## What to produce
Search the material below for the string "grounding" and copy each line where it appears.

## Supplied entries
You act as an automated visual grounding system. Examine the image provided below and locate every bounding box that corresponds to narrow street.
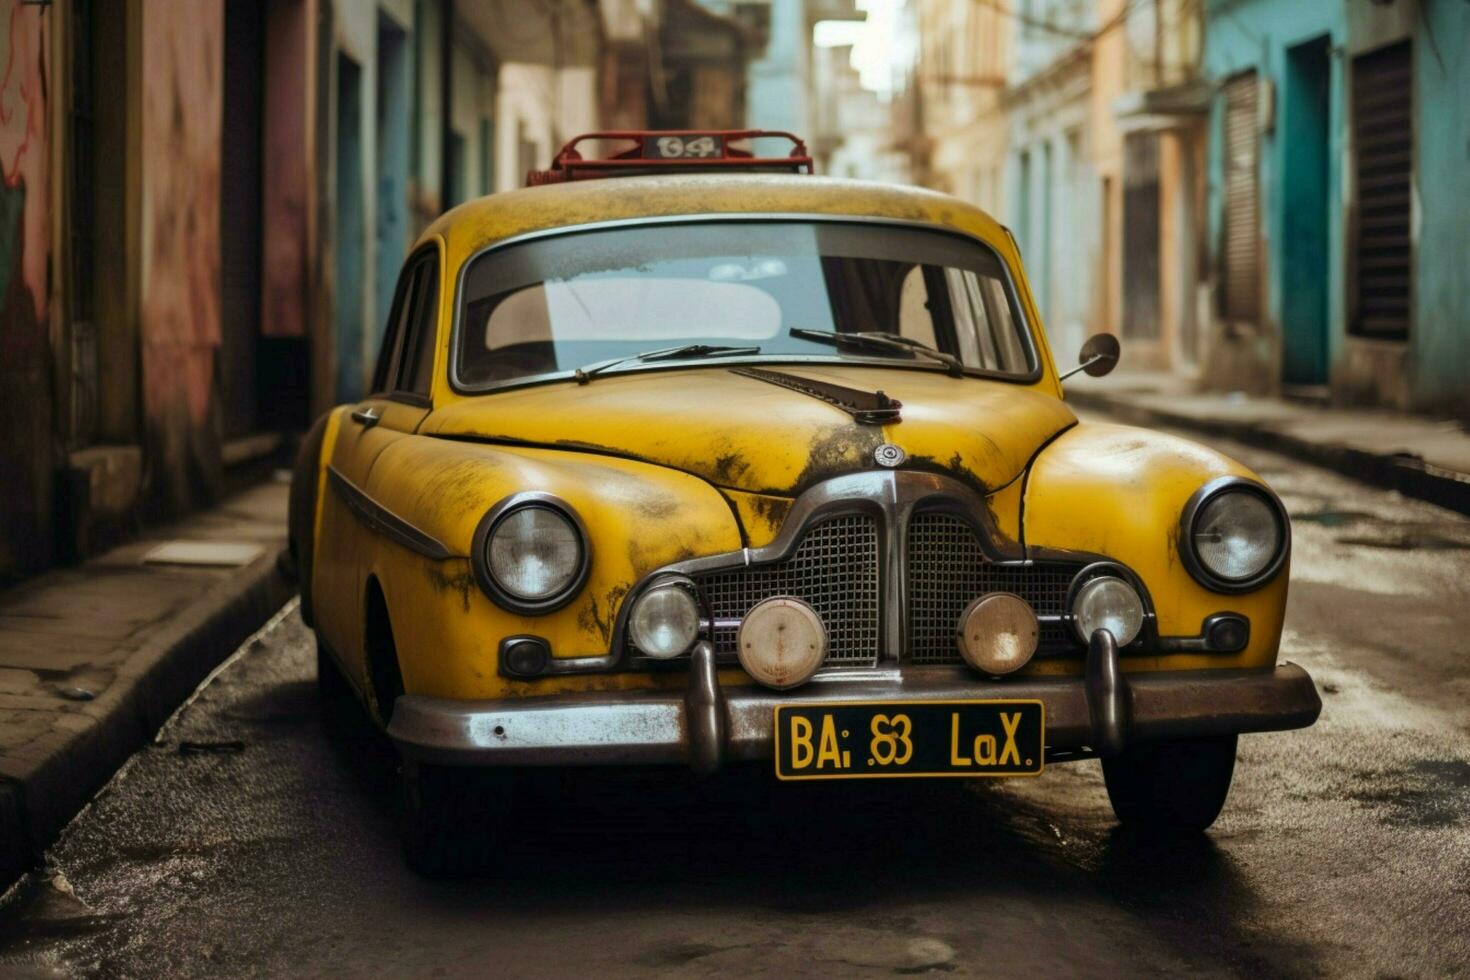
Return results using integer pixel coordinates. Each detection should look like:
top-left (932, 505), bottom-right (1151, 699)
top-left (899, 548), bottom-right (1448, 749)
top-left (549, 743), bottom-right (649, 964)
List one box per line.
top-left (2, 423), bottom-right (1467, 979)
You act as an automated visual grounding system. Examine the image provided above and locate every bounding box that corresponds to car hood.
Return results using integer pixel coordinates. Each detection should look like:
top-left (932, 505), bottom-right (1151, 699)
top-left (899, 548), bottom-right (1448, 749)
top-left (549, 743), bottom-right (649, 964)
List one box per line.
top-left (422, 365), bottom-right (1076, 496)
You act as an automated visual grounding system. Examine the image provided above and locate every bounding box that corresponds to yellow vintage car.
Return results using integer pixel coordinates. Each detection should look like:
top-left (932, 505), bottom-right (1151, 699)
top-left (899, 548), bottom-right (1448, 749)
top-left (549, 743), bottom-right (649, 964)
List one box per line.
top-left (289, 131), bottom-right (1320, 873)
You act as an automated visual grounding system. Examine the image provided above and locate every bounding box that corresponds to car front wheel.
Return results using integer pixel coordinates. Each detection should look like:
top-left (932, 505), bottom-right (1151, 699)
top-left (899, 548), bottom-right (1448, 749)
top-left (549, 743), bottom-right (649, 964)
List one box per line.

## Finished exercise
You act as an automated visual grounding system. Examine the image provided below and locate every bounding box that corresponds to narrow street.
You act as an automated visual grounding system. Examine the image provided above and locate every bounding box that corresponds to car hood.
You act as an automated visual grounding system. Examine the image provided above and locate every bounding box that corresponds to yellow vintage car.
You act as an automated visual grounding system. Examine the image provided above and locate every bounding box that corresponds to car front wheel.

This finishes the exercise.